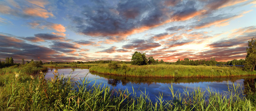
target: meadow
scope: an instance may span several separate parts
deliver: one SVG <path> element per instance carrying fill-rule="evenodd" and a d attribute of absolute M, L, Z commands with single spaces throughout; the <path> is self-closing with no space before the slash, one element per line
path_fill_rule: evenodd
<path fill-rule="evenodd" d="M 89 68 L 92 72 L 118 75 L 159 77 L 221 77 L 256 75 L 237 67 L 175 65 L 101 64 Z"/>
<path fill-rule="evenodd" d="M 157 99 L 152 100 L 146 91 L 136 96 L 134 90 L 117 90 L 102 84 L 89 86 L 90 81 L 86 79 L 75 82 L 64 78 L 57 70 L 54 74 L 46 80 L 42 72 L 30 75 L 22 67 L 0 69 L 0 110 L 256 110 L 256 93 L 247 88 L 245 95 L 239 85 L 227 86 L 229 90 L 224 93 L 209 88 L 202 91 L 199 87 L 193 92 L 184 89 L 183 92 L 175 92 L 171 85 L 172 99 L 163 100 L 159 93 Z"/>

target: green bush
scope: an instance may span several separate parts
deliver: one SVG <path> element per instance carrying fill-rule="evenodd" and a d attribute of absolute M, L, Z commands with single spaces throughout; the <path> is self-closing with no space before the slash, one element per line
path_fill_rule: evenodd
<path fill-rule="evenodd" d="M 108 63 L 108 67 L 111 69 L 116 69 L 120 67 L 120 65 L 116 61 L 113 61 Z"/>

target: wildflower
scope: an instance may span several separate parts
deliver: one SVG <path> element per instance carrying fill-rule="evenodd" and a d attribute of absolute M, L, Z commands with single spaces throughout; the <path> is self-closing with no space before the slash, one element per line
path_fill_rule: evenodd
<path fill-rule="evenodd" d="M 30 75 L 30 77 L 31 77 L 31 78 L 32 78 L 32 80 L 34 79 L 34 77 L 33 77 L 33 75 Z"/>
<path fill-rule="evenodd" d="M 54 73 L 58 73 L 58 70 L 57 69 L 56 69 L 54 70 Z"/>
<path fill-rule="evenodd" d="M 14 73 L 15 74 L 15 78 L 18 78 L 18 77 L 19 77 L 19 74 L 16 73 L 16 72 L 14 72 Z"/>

_EXERCISE OBJECTIVE_:
Render every line of the records above as a Markdown table with the columns Row and Line, numbering each row and skipping blank lines. Omit the pictures from the table.

_RESULT_:
| Row | Line |
|---|---|
| 1 | target: meadow |
| 2 | scope: an instance may span several separate parts |
| 3 | deliver: one SVG <path> element per instance carrying fill-rule="evenodd" and a d attribute of absolute M, L, Z commands with single spaces throughout; the <path> is self-closing with no space before the slash, one element per line |
| 4 | path_fill_rule: evenodd |
| 5 | <path fill-rule="evenodd" d="M 89 68 L 92 72 L 118 75 L 159 77 L 221 77 L 256 75 L 237 67 L 175 65 L 101 64 Z"/> |
| 6 | <path fill-rule="evenodd" d="M 157 99 L 152 100 L 146 91 L 136 96 L 134 90 L 117 90 L 102 84 L 89 86 L 90 81 L 86 79 L 75 82 L 64 78 L 57 70 L 54 74 L 46 80 L 42 72 L 30 75 L 22 67 L 0 69 L 0 110 L 256 110 L 256 93 L 247 88 L 245 95 L 239 85 L 227 86 L 229 90 L 224 93 L 209 88 L 202 91 L 199 87 L 193 92 L 184 89 L 183 92 L 175 92 L 171 85 L 172 99 L 163 100 L 159 93 Z"/> |
| 7 | target: green bush |
| 8 | scope: an instance may span several separate parts |
| 9 | deliver: one SVG <path> element per instance carrying fill-rule="evenodd" and a d attribute of absolute M, L, Z commands with single spaces throughout; the <path> is self-closing with no space before the slash, one element per line |
| 10 | path_fill_rule: evenodd |
| 11 | <path fill-rule="evenodd" d="M 108 63 L 108 67 L 111 69 L 116 69 L 120 67 L 120 65 L 116 61 L 113 61 Z"/> |
| 12 | target: wildflower |
| 13 | scope: an instance may span several separate parts |
| 14 | deliver: one SVG <path> element per instance carrying fill-rule="evenodd" and a d attribute of absolute M, L, Z commands with single spaces throughout; the <path> is self-closing with no space before the slash, one element per line |
| 15 | path_fill_rule: evenodd |
| 16 | <path fill-rule="evenodd" d="M 30 75 L 30 77 L 31 77 L 31 78 L 32 78 L 32 80 L 34 79 L 34 77 L 33 77 L 33 75 Z"/> |
| 17 | <path fill-rule="evenodd" d="M 54 73 L 58 73 L 58 70 L 57 69 L 56 69 L 54 70 Z"/> |
| 18 | <path fill-rule="evenodd" d="M 14 73 L 15 74 L 15 78 L 18 78 L 18 77 L 19 77 L 19 74 L 16 73 L 16 72 L 14 72 Z"/> |